(TEXT BLOCK begins)

It’s a scary word. It’s one of the most modifiable risk factors for many chronic diseases and lifestyle causes of death.
With obesity being defined by the National Institute of Health as having a Body Mass Index (BMI) 30 or over; surprisingly more people fit into this category then what you might think.
In Australia, 1 in 3 Adults (31%) are classified as being obese.
Obesity increases your risk for high blood pressure, high cholesterol, 13 kinds of cancers, and type 2 diabetes. In addition, for every extra kilogram you are carrying; this weight is multiplied by four for the stress it places on many of your joints including your knees ankles and lower back. As such, obesity will also place you at a higher risk factor for osteoarthritis.
The good news is that obesity (and high body fat levels) is modifiable with lifestyle changes. You can fix it. It’s in your control and you have the power. You are not helpless here. But that’s also the bad news, right? Because for some people, it’s easier to take a pill than to change your relationship with food and exercise.
It’s no wonder the world is facing an Obesity crisis of epic proportion. And the obesity crisis in Australia is real. Australia is ranked number 2 (men: 28%, women: 30%) in the world for obesity: behind the US (33%) (2013 data).

(TEXT BLOCK ends)

* TASKS TO CARRY OUT:
1. Print the section of the obesity text that begins at the words "The good news" and stops after the words "food and exercise.".
2. Summarize the obesity text in two sentences.

(SUPPLIED ENTRIES begins)

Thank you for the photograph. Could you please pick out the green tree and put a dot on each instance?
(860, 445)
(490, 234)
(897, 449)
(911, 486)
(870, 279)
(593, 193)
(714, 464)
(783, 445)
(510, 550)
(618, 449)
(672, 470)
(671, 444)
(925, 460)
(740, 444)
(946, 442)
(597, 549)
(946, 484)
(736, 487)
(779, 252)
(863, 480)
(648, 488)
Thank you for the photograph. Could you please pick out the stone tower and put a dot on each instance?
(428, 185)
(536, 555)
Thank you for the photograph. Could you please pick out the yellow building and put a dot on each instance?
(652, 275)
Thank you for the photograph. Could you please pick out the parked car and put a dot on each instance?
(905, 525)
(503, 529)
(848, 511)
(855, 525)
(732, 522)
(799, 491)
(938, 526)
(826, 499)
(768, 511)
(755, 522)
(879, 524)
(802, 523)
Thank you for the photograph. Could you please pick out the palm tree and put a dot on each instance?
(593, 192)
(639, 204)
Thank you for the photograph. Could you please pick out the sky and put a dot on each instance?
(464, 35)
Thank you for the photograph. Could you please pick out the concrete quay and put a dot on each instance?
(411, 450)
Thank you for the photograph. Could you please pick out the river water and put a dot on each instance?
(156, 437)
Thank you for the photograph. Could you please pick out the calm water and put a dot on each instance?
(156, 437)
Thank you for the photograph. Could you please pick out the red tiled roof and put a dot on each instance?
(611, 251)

(SUPPLIED ENTRIES ends)

* RESULTS:
1.
The good news is that obesity (and high body fat levels) is modifiable with lifestyle changes. You can fix it. It’s in your control and you have the power. You are not helpless here. But that’s also the bad news, right? Because for some people, it’s easier to take a pill than to change your relationship with food and exercise.

2. Obesity, defined by the National Institute of Health as a BMI of 30 or over, affects 1 in 3 Australian adults and raises the risk of high blood pressure, high cholesterol, 13 kinds of cancers, type 2 diabetes, and osteoarthritis. It can be modified through lifestyle changes, yet Australia ranks second in the world for obesity, behind the US, according to 2013 data.